===== Texte

En savoir plus  : « COLLET Daniel - Les Gabéricois aux XVIIe et XVIIIe siècles », « HÉVIN Pierre - Matières féodales et coustume de Bretagne » et « BERNARD Norbert - Etude topographique et historique des chemins d'Ergué-Gabéric au 16e siècle ».

6 Bulletin du renouveau hivernal

Billet du 08.01.2016 - « Le renouveau a toujours été d'abord un retour aux sources », Romain Gary (1914-1980), La Danse de Gengis Cohn.

Au menu de ce 32eme bulletin, tous les articles et billets du trimestre naturellement, avec ses quelques photos et facsimilés de documents d'archives :
1. Navigation sur les grandes cartes communales,
2. Succession et ribot de pierre du village de Kerveady,
3. Un Diogène bas-breton et philosophe stoïcien,
4. Epidémie de teigne aux écoles laïque et libre,
5. Enfance bafouée et abus sexuel à la Croix-Rouge,
6. Esquisses au crayon d’un artiste prolixe et fantasque,
7. Beauté et majesté de certains arbres historiques,
8. Guerre des mouteaux du moulin de Pennarun en 1749,
9. Transactions foncières de Nicolas Le Marié à Odet,
10. L’emprise des chasseurs du rallye de Saint-Guénolé,
11. Sommier de la Légion d’honneur du moulin du Faou,
12. Les deux renables et la loi du 28 ventôse de l’an 4.
13. Le conte de Noël du Korrigan du retable de Kerdévot.

Ce bulletin est bien fourni en cartes historiques, à l’occasion de la publication d’une carte I.G.N. au grand format et de la collection complète des 20 feuilles du cadastre napoléonien de 1834. Et la quatrième de couverture avec les personnages de la scène de nativité du retable de Kerdévot est un prétexte pour reprendre un joli conte de Noël avec comme personnage un sympathique korrigan.

Recevez aussi nos vœux renouvelés de « Bonne année » en breton grâce au tableau noir de l'instituteur Loïc Jadé : « BLOAVEZH MAT 2016 DAOU VIL HA C'HWEZEG » avec son H muet et T bref, sa mutation adoucissante sur MIL et un C'H grave, présent, citoyen et déterminé tout à la fois.

Enfin, il y a 2 ans, on avait évoqué un projet de publication d’un livre sur le village papetier d’Odet en partenariat avec l’association Arkae. Cela ne s’est pas fait, mais le projet entamé est à ce jour bien plus qu’une maquette inachevée.

 

Et en tablant désormais sur la perspective de plus de temps libre et moins de contrainte professionnelle, l’édition indépendante grandterrienne verra le jour en 2016-17, c’est promis !

==========
===== Données fournies

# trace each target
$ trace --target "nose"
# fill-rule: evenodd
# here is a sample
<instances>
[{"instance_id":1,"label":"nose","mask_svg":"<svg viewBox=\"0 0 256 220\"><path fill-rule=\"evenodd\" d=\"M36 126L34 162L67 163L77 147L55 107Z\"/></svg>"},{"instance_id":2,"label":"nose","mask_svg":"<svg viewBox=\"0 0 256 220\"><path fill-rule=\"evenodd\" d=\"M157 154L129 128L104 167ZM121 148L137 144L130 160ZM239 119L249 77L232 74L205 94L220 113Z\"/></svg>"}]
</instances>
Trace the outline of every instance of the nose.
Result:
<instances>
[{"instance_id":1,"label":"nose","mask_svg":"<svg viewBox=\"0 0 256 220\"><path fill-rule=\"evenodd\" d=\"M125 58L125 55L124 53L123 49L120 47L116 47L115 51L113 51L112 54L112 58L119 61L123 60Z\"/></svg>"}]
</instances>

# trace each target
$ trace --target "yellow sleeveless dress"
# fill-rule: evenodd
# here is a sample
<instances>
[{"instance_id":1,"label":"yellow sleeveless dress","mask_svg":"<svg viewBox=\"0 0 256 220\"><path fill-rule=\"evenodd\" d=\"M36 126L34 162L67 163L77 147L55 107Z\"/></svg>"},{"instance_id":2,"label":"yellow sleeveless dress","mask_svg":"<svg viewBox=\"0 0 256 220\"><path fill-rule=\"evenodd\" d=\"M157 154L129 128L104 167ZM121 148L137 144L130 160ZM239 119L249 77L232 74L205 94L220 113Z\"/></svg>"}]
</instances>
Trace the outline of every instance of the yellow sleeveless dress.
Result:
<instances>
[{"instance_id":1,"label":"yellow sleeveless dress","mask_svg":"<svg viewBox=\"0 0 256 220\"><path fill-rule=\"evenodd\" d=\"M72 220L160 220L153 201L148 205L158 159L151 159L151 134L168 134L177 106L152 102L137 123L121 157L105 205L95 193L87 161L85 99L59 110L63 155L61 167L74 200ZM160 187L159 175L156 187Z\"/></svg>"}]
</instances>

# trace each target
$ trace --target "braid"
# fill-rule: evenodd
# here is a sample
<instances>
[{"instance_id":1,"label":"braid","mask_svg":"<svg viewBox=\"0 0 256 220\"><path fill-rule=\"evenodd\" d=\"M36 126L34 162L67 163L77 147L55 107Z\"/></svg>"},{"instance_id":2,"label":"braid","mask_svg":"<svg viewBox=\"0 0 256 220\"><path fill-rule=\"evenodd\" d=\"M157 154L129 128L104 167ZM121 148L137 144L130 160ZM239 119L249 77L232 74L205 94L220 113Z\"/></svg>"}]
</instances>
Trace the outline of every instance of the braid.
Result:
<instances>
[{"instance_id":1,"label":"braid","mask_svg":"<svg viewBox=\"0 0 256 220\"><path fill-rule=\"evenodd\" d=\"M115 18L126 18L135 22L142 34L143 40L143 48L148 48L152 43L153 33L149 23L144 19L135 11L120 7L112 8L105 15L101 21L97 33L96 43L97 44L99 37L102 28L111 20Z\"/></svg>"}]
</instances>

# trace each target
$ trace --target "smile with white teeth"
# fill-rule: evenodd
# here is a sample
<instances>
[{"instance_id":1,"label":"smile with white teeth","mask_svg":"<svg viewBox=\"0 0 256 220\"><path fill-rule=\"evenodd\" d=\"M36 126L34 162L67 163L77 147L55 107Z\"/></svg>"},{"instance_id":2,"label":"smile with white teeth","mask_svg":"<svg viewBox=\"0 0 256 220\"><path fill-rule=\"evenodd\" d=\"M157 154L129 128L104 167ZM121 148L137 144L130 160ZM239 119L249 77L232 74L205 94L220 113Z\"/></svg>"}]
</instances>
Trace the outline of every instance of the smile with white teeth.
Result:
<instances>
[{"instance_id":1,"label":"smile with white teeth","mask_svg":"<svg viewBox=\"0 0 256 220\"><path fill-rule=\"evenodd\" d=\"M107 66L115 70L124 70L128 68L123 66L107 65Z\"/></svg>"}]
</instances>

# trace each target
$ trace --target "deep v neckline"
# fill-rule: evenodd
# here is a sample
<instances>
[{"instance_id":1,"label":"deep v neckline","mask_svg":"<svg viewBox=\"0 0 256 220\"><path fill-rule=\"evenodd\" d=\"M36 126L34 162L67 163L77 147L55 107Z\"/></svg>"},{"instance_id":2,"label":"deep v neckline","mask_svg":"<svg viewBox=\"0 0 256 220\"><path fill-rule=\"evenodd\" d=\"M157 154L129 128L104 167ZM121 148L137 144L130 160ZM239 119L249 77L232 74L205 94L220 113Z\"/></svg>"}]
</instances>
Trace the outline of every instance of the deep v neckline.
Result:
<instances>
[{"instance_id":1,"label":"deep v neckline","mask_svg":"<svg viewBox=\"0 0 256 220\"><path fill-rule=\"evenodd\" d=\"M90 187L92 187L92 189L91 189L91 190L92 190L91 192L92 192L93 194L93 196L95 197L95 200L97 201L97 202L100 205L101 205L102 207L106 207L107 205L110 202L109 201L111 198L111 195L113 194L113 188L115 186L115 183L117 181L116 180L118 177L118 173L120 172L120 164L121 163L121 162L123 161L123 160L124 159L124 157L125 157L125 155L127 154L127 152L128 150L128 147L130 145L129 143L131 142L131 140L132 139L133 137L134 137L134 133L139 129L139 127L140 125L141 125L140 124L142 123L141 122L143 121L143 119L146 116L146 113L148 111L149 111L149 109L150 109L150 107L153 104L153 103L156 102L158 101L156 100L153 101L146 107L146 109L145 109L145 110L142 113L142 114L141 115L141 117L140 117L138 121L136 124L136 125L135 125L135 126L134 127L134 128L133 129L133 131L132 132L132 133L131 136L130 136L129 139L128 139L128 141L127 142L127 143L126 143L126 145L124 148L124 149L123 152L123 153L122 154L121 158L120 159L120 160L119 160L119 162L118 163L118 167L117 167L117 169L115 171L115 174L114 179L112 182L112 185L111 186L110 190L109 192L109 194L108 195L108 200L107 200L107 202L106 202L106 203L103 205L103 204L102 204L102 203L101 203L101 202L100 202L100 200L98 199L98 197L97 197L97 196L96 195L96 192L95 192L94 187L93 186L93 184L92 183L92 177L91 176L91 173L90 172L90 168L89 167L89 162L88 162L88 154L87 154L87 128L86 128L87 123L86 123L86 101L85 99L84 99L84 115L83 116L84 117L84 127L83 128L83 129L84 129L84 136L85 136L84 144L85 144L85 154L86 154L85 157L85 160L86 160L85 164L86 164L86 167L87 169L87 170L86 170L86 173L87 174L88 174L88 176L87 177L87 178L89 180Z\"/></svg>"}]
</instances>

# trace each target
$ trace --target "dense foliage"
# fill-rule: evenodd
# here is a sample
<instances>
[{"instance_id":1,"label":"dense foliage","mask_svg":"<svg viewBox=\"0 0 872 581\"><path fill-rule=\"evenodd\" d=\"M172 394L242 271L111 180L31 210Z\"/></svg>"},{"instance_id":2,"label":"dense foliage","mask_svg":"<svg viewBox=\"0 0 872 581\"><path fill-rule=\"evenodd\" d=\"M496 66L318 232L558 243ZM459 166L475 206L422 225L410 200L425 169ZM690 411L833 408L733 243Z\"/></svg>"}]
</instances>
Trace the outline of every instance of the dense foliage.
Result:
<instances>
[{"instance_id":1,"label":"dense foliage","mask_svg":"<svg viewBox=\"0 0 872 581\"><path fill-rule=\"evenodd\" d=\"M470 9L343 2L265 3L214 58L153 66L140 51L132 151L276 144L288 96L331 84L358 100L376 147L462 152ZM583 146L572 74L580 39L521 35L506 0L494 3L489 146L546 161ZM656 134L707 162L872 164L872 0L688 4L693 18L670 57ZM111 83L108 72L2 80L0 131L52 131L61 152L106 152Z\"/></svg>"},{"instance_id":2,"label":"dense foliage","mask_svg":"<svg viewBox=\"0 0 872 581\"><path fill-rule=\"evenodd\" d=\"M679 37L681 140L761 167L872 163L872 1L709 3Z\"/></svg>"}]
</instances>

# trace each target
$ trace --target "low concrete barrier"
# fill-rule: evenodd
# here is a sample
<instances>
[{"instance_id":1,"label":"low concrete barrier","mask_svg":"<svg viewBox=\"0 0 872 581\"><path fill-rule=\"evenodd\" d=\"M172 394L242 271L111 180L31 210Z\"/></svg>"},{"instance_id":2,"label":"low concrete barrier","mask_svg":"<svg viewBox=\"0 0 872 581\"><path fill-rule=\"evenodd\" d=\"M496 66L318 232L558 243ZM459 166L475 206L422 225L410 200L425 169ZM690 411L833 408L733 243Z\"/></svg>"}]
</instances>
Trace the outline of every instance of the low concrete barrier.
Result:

==========

[Consigne A] Traduisez en anglais la phrase suivante du bulletin : « Ce bulletin est bien fourni en cartes historiques, à l’occasion de la publication d’une carte I.G.N. au grand format et de la collection complète des 20 feuilles du cadastre napoléonien de 1834. »
[Consigne B] Reproduisez sans modification le passage du bulletin qui débute aux mots « Au menu de ce » et s’arrête après les mots « ventôse de l’an 4. ».

[Solution A] This bulletin is well supplied with historical maps, on the occasion of the publication of a large-format I.G.N. map and of the complete collection of the 20 sheets of the Napoleonic cadastre of 1834.

[Solution B]
Au menu de ce 32eme bulletin, tous les articles et billets du trimestre naturellement, avec ses quelques photos et facsimilés de documents d'archives :
1. Navigation sur les grandes cartes communales,
2. Succession et ribot de pierre du village de Kerveady,
3. Un Diogène bas-breton et philosophe stoïcien,
4. Epidémie de teigne aux écoles laïque et libre,
5. Enfance bafouée et abus sexuel à la Croix-Rouge,
6. Esquisses au crayon d’un artiste prolixe et fantasque,
7. Beauté et majesté de certains arbres historiques,
8. Guerre des mouteaux du moulin de Pennarun en 1749,
9. Transactions foncières de Nicolas Le Marié à Odet,
10. L’emprise des chasseurs du rallye de Saint-Guénolé,
11. Sommier de la Légion d’honneur du moulin du Faou,
12. Les deux renables et la loi du 28 ventôse de l’an 4.